- **Work to complete**: Please reproduce the records, omitting nothing and changing nothing.

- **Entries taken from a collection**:

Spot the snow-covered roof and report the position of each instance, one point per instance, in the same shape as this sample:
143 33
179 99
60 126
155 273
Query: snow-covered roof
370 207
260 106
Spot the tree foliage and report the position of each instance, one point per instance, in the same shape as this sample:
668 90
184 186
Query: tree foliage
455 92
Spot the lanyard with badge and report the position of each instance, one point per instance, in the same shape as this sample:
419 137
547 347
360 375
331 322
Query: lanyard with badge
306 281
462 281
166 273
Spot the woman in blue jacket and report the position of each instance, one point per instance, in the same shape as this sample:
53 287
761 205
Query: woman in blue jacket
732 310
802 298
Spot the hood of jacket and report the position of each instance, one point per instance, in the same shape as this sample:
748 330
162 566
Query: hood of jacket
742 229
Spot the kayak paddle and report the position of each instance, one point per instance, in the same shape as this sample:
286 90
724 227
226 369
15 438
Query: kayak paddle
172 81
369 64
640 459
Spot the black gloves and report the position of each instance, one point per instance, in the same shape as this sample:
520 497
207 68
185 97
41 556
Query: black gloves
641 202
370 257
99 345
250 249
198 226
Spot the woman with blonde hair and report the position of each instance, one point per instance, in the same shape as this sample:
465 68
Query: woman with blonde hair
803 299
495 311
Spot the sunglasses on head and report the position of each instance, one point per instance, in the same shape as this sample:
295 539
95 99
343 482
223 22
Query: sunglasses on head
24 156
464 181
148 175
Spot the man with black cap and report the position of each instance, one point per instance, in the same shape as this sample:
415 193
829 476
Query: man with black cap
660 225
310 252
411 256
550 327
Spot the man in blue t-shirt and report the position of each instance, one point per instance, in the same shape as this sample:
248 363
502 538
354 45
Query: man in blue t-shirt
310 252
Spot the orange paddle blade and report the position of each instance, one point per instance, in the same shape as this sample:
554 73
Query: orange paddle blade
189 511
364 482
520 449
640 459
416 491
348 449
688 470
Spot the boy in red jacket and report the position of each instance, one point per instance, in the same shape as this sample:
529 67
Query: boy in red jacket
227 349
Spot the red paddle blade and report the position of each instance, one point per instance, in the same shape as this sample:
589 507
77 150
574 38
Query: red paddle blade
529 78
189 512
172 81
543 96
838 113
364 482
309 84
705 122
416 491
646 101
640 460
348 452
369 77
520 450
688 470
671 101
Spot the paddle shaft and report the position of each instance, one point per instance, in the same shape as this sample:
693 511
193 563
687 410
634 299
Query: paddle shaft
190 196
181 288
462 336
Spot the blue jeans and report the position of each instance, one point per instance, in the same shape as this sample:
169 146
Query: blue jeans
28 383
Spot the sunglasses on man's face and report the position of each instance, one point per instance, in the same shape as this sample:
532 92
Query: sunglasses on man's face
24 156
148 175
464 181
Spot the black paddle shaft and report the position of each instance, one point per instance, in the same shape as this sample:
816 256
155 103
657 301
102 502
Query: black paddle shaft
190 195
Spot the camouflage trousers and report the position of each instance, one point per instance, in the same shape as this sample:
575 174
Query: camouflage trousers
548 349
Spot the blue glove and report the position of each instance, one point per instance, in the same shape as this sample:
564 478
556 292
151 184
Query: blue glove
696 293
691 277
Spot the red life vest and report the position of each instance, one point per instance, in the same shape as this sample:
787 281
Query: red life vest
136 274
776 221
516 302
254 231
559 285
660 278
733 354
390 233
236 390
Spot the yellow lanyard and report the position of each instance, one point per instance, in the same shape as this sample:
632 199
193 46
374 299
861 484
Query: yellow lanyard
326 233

- **Result**:
Spot the snow-covered roof and report the position of each instance, one point per instance, in the same shape as this sample:
143 33
179 99
60 126
155 273
Query: snow-covered roof
370 207
260 106
Spot the tree foliage and report the position of each instance, one point per instance, in the same shape as this sample:
668 90
184 186
Query: tree foliage
455 92
Spot the lanyard with badge and report the position of each instance, one point per instance, in the same shape as this sample:
419 137
547 347
360 375
331 322
Query: lanyard with badge
306 281
462 281
166 273
Spot the woman in blue jacket and report the position of each instance, one point per instance, in the same shape as this sample:
53 287
761 205
Query: woman in blue jacket
732 310
802 298
Spot the hood of jacket and report the position of each instance, one point per instance, in the same shape as this sample:
748 330
162 566
Query: hood of jacket
742 229
Spot the kayak paddle and report the position of each instance, one point per instance, in the same shape as this sample:
286 90
724 227
226 369
15 438
Query: kayak paddle
172 81
369 64
640 459
Spot the black gloves and report the position of each instance, one point per instance, in the same shape as this sample:
520 497
207 68
185 97
41 556
Query: black gloves
641 202
370 257
99 345
250 249
198 226
Spot the woman with blonde hair and report the position of each instance, one point per instance, in the same shape as this sample:
465 68
Query: woman with blonde hair
803 299
495 311
Spot the sunglasses on head and report the position of each instance, one point per instance, in the same shape as this sample:
295 539
95 99
343 482
223 22
Query: sunglasses on head
24 156
464 181
148 175
Spot the man with black cap and report the position of each instance, one point per instance, in the same shape as this sample:
415 193
829 476
Query: man with black cap
660 225
310 252
411 256
550 327
Spot the man in blue t-shirt and report the position of each instance, one point per instance, in the same shape as this sample:
248 363
502 538
354 45
Query: man in blue t-shirt
310 252
Spot the orange paddle blade and report the position of each instance, one point per instance, in the same shape as this sample:
554 73
Query: orange paddle blade
189 511
364 482
520 449
640 459
416 491
348 449
688 470
Spot the boy in red jacket and report the position of each instance, one point per instance, in the same shape as this sample:
529 67
Query: boy in red jacket
227 349
Spot the red paddle blade and report the position of each instance, one point per instance, in the same shape as this sample:
589 507
77 150
574 38
Query: red paddle blade
529 78
189 512
172 81
543 96
838 113
364 482
309 84
705 122
416 491
646 101
640 460
348 452
369 77
520 450
688 470
671 101
Spot the paddle shaft and report the position of each instance, one point per instance, in the same shape as this sample:
693 511
193 563
687 410
634 299
Query: paddle shaft
190 196
181 288
462 336
Spot the blue jeans and report the position of each instance, one point per instance, in the same shape as this sample:
169 146
Query: blue jeans
28 383
Spot the sunglasses on man's face and report the position of each instance, one point per instance, in the same shape as this sample:
532 92
Query: sunglasses on man's face
24 156
148 175
464 181
Spot the black paddle shaft and report the position of each instance, one point per instance, in the same shape as this sample:
816 256
155 103
657 301
102 502
Query: black paddle shaft
190 195
Spot the camouflage trousers and report the position of each instance, one point per instance, in the same shape as this sample:
575 174
Query: camouflage trousers
548 349
Spot the blue glove and report the position of each instance, one point per instance, in the same shape as this sample:
564 478
556 292
151 184
Query: blue glove
696 293
691 277
Spot the red life vest and report the position of each instance, one point per instance, in the same shape as this sample:
787 281
Query: red life vest
136 274
776 221
516 302
254 231
559 285
660 278
733 354
390 233
236 390
Spot the yellow lanyard and report the position of each instance, one point per instance, in the same shape as this sample:
632 199
193 46
374 299
861 484
Query: yellow lanyard
326 233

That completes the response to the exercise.